* **Given data**
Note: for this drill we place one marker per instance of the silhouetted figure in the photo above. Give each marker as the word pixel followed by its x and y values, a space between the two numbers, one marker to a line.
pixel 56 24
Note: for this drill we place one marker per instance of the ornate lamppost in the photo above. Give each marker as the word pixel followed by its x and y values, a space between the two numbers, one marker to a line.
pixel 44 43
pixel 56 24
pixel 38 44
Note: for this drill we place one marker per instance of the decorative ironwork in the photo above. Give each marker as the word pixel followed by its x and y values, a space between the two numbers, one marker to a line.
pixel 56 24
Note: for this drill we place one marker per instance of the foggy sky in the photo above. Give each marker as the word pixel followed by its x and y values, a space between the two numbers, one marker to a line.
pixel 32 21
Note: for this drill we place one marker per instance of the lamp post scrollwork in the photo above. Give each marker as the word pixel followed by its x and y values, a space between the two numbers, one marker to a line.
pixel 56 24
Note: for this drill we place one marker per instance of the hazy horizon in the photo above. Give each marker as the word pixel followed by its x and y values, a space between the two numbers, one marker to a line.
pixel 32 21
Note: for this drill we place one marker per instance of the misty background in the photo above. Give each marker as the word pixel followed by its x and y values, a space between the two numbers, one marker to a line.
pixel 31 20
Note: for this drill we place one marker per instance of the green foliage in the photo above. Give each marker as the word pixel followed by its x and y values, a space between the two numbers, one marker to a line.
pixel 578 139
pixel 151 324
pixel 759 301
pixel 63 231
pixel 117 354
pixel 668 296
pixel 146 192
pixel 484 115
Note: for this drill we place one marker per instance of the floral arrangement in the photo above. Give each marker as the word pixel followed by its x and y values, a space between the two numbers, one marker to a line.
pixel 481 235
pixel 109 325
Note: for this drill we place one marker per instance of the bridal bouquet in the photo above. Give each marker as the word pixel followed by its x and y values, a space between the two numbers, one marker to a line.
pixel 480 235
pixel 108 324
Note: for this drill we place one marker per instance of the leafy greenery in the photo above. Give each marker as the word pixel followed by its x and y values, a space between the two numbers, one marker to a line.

* **Aim of the task**
Go through the data and return every record exactly.

* **Result of this exercise**
Note: for this drill we place one marker per instance of the silhouetted figure in the photo above. Give each marker as the word pixel followed by its x and y values, a space between the two numbers, one marker to a line.
pixel 56 24
Note: for this drill we place one marker per instance of the ornate lamppost in the photo above. Give each marker as the word pixel followed by its x and y values, a space between the two numbers, one marker to a line.
pixel 44 43
pixel 56 24
pixel 38 44
Note: for this drill we place one marker per instance of the decorative ironwork in the photo above. Give each marker as the word pixel followed by its x and y values, a space between the two numbers, one marker to a line.
pixel 56 24
Note: for this drill we place one marker per instance of the foggy sky in the photo above. Give each marker as the word pixel followed by its x and y values, a space between the two numbers, one marker to a line.
pixel 32 21
Note: for this drill we place one marker per instance of the lamp post scrollwork in the photo above. Give each marker as the word pixel followed by its x and y values, a space between the two numbers, one marker to a line.
pixel 56 24
Note: for this drill we place one marker per instance of the hazy horizon in the photo above. Give each marker as the word pixel followed by its x and y values, a space between the two numbers, one marker to a line.
pixel 32 21
Note: for this drill we place one marker per instance of the misty background in the photo above. Give each marker as the word pixel followed by its x and y values, a space between the two numbers, one marker to a line.
pixel 31 20
Note: for this drill we place one marker per instance of the green foliage in the photo above. Give each marker as the word pixel followed by its x and y values, a space between the two numbers, one marker to a line.
pixel 578 139
pixel 151 324
pixel 759 301
pixel 63 231
pixel 117 354
pixel 668 296
pixel 146 192
pixel 484 115
Note: for this drill we place one marker per instance of the floral arrangement in the photo above. Give each marker as the word pixel followed by its x and y values, a space between the two numbers, one marker to a line.
pixel 481 235
pixel 109 325
Note: for this drill we place one marker per instance of the bridal bouquet in the photo above. Give each marker as the word pixel followed by its x and y values, a space between the two numbers, one marker to a line.
pixel 480 235
pixel 108 324
Note: for this drill we place one marker per instance of the leafy greenery in the photo above. Give each marker as the word pixel followed by its x and y values, a space between the two numbers, one marker to a line.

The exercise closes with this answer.